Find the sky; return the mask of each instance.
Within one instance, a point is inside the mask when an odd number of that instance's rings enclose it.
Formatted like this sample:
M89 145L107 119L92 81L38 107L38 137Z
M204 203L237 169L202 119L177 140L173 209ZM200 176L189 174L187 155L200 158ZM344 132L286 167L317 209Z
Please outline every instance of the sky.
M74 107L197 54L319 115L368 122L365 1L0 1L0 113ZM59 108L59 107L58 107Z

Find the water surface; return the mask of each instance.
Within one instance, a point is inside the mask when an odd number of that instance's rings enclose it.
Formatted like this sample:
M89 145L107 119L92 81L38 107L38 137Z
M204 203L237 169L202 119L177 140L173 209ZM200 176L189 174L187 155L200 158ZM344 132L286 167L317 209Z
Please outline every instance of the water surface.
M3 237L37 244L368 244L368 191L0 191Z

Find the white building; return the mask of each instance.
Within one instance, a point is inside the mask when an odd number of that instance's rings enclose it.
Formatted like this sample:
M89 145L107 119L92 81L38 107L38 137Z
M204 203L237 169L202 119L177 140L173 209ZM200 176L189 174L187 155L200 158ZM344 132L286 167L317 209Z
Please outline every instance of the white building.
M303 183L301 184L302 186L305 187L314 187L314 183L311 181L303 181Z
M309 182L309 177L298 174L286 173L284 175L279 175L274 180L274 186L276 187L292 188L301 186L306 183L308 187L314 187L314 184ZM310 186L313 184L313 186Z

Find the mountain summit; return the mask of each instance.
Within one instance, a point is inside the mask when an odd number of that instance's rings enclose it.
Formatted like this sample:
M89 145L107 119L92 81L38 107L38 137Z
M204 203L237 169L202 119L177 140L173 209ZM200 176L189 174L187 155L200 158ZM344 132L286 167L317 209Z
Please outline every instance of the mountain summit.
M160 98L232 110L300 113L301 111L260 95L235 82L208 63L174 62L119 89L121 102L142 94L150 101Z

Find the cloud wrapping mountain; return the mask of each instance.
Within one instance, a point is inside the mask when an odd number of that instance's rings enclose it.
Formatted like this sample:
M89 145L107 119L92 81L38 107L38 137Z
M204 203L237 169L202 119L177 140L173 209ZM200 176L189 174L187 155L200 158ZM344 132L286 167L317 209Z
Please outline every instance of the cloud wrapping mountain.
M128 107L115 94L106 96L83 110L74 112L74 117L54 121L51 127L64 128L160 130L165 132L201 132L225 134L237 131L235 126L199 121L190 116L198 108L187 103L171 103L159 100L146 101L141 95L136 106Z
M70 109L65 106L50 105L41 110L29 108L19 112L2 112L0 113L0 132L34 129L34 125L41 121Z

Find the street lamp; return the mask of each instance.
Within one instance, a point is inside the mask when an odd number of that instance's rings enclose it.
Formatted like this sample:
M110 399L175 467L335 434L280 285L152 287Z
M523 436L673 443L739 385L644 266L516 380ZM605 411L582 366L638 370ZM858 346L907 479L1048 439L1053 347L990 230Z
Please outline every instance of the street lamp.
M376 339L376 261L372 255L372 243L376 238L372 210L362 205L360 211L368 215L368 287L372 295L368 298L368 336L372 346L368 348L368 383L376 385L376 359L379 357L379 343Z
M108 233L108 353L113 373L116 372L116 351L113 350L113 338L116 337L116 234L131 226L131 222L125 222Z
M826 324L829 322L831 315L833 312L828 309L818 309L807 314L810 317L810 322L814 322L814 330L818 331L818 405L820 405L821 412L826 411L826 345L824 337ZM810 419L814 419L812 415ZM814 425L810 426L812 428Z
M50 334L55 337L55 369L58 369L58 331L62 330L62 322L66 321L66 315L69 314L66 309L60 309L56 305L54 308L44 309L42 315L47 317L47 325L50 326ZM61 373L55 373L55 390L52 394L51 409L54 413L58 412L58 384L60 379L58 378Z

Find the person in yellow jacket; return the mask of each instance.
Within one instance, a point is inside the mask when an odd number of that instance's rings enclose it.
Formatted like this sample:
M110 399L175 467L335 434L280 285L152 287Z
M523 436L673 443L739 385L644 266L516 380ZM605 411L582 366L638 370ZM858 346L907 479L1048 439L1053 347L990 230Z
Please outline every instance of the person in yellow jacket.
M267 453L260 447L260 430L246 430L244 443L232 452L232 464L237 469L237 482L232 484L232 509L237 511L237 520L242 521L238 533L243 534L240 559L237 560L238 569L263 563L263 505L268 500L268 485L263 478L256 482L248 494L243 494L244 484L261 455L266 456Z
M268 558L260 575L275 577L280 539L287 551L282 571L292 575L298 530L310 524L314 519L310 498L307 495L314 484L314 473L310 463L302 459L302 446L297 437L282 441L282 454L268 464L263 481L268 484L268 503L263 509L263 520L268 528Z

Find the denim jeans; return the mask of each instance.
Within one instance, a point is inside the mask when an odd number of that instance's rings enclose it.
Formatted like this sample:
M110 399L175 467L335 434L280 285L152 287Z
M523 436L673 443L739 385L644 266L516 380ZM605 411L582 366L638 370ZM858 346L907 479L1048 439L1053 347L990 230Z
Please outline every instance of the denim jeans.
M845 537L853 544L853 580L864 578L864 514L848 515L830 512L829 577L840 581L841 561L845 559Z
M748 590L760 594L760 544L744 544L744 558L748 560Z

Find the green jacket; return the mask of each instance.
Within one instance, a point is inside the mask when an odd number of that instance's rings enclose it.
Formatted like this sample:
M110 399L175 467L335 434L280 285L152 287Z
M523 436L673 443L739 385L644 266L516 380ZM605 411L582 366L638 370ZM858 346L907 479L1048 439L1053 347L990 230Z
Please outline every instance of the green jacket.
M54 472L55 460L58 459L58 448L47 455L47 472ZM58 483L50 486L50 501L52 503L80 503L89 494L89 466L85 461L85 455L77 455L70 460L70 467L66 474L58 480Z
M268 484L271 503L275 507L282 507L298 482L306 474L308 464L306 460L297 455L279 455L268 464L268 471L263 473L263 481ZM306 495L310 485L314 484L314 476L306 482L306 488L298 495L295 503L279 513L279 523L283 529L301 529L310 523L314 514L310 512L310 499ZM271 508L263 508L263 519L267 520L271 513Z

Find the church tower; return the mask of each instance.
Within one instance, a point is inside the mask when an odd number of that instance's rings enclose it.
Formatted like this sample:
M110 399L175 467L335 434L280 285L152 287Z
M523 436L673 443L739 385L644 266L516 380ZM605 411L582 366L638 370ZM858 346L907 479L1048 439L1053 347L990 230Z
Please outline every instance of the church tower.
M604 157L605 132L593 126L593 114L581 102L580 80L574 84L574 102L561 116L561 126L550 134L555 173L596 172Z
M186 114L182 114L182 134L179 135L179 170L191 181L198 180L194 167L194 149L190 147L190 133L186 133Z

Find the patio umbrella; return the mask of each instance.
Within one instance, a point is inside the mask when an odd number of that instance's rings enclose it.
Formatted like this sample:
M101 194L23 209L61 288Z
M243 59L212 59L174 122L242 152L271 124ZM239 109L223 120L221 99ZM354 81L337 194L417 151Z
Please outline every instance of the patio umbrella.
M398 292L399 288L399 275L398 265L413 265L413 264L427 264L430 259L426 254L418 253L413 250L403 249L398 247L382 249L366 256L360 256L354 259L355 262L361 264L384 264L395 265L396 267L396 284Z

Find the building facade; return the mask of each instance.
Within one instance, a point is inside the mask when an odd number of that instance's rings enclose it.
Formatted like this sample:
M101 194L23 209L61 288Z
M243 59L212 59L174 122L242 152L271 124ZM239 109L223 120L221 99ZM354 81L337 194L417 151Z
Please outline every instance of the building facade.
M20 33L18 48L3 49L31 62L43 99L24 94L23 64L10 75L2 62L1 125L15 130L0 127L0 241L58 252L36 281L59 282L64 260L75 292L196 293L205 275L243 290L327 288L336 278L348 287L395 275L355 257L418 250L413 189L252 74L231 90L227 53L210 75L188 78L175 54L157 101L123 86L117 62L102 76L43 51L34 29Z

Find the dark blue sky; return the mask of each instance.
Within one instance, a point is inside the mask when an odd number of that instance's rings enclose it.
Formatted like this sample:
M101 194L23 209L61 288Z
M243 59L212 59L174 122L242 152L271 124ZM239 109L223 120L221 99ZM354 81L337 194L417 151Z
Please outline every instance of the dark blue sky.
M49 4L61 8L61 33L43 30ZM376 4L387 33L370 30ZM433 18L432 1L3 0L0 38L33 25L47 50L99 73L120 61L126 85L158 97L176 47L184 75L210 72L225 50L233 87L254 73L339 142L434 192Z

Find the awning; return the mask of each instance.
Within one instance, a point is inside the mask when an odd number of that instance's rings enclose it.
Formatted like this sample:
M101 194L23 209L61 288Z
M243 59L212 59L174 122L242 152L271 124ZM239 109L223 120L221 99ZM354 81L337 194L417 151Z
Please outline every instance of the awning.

▶ What is needed:
Reproduce word for word the records from the line with "Find the person" up to and including the line with "Please outline every instance of the person".

▶ Exercise result:
Find the person in yellow jacket; return the mask of each instance.
Within one instance, a point is inside the mask when an odd number of that instance's rings enclose it.
Formatted like this sample:
M110 399L175 467L335 434L280 285L152 287Z
M523 436L673 443L739 385L644 266L516 380ZM605 411L582 366L638 370ZM858 346L907 479L1048 439L1053 347L990 230Z
Please outline every instance of the person in yellow jacket.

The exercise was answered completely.